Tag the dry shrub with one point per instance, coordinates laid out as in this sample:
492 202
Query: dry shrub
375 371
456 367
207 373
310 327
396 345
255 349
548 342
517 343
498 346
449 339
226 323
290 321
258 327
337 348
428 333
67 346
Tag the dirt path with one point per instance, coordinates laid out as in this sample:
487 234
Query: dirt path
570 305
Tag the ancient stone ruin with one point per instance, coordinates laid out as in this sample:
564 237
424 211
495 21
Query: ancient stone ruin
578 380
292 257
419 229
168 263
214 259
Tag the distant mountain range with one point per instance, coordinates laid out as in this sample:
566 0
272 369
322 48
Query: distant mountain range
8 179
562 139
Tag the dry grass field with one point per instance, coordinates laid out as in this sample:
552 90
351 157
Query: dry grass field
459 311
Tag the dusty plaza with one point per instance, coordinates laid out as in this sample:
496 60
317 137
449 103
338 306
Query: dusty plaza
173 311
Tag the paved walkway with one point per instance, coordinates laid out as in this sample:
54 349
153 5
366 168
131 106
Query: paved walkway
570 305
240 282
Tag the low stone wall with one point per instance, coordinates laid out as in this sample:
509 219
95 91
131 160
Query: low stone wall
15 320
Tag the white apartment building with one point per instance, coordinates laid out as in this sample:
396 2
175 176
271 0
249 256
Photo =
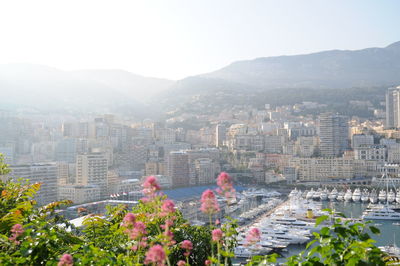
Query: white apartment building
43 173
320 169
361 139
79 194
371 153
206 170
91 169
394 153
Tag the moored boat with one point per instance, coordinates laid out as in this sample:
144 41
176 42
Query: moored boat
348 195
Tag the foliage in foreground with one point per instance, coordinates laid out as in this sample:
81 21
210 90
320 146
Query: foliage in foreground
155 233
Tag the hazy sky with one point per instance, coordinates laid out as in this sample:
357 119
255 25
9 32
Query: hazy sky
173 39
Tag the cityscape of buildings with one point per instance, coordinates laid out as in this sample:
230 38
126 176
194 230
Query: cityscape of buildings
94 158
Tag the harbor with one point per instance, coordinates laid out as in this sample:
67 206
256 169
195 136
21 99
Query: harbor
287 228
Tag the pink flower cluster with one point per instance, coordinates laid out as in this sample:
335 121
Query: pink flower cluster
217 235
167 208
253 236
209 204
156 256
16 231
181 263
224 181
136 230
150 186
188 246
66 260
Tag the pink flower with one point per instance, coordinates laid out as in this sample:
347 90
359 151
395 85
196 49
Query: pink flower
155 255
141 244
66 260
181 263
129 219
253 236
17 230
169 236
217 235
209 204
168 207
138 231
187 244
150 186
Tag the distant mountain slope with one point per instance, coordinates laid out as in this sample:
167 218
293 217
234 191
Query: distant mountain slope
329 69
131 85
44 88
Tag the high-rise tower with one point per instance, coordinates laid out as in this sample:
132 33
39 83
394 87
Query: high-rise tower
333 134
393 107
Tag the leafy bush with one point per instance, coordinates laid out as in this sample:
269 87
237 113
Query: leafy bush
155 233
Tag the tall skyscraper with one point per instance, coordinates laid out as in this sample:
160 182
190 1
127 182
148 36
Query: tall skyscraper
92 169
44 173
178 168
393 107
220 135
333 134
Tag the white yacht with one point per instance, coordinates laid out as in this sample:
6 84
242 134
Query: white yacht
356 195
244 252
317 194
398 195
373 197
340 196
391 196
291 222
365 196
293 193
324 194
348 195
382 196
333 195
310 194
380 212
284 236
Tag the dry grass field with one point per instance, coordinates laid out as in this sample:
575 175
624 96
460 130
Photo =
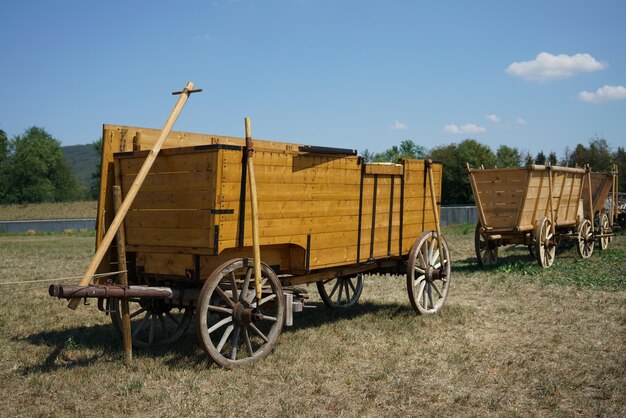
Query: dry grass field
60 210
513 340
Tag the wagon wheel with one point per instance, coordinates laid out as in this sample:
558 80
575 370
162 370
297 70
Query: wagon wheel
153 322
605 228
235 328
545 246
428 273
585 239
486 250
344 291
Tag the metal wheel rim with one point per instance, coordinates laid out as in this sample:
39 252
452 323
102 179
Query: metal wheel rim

———

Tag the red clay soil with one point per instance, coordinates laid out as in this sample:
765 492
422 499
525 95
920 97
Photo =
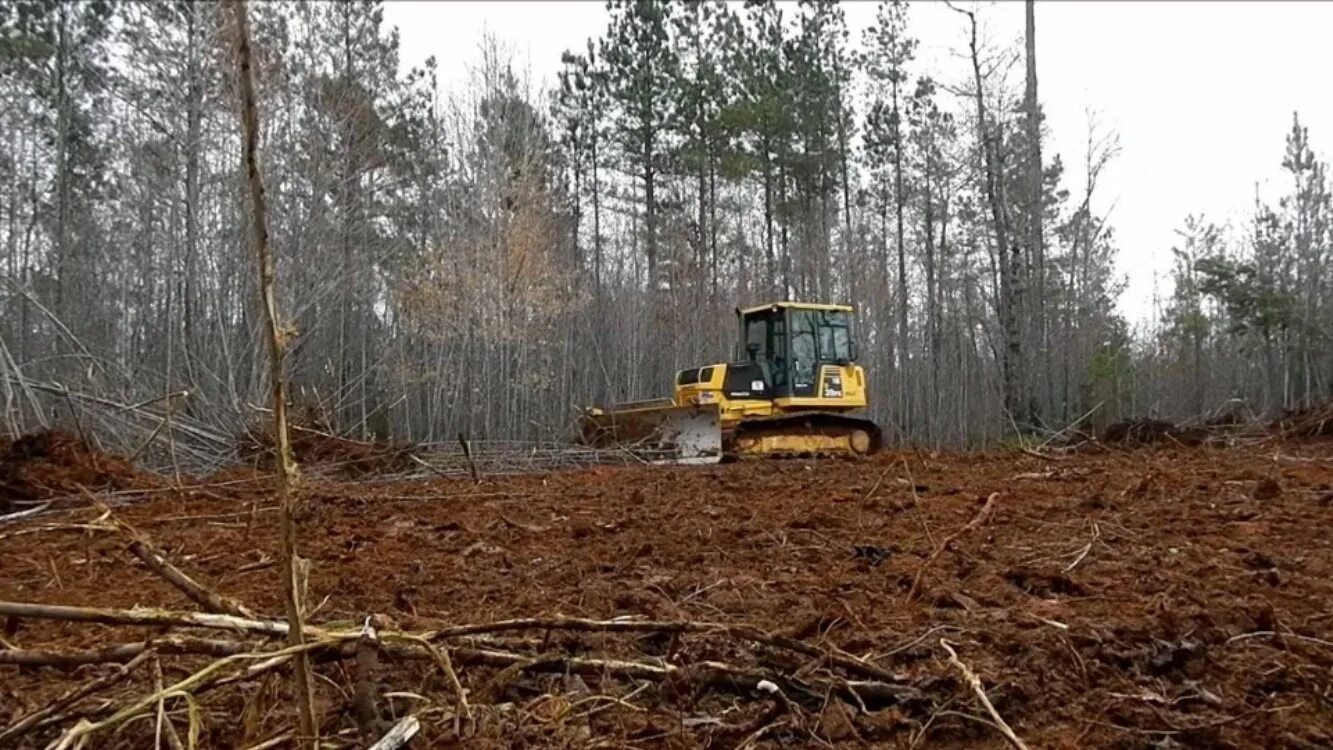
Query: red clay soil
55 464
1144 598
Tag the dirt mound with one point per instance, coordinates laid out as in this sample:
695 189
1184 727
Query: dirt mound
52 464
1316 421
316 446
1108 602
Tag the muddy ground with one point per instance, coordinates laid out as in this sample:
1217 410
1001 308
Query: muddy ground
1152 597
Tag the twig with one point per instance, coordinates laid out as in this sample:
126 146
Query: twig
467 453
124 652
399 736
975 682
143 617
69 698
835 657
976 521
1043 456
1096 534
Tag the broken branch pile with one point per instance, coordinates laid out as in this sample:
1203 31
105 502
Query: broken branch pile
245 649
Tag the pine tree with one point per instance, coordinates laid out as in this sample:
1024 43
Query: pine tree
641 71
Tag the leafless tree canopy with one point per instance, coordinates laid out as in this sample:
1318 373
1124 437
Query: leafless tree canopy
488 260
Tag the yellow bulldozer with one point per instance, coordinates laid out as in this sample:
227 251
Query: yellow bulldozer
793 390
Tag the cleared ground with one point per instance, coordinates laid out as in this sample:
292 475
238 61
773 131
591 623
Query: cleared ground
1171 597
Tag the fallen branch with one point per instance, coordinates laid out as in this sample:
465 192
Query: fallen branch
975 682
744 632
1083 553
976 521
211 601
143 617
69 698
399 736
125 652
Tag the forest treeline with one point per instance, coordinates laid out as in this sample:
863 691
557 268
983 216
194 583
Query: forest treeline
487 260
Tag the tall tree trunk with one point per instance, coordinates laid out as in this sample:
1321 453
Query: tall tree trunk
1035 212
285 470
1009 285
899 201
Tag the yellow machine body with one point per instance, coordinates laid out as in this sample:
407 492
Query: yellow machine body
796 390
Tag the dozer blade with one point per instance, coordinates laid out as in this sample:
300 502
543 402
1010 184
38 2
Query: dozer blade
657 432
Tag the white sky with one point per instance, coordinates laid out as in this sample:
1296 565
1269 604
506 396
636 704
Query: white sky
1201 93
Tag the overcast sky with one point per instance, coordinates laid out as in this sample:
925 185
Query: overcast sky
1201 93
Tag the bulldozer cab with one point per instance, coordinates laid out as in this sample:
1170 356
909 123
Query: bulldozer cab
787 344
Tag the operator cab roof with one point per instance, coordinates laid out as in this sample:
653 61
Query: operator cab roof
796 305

———

#### Job
Which lines in the listing above contain the string "mound"? Extract each of them, treating case as significant.

#### Output
Tag the dirt mound with one point per instance, coordinates laid out as in this sample:
Query: dirt mound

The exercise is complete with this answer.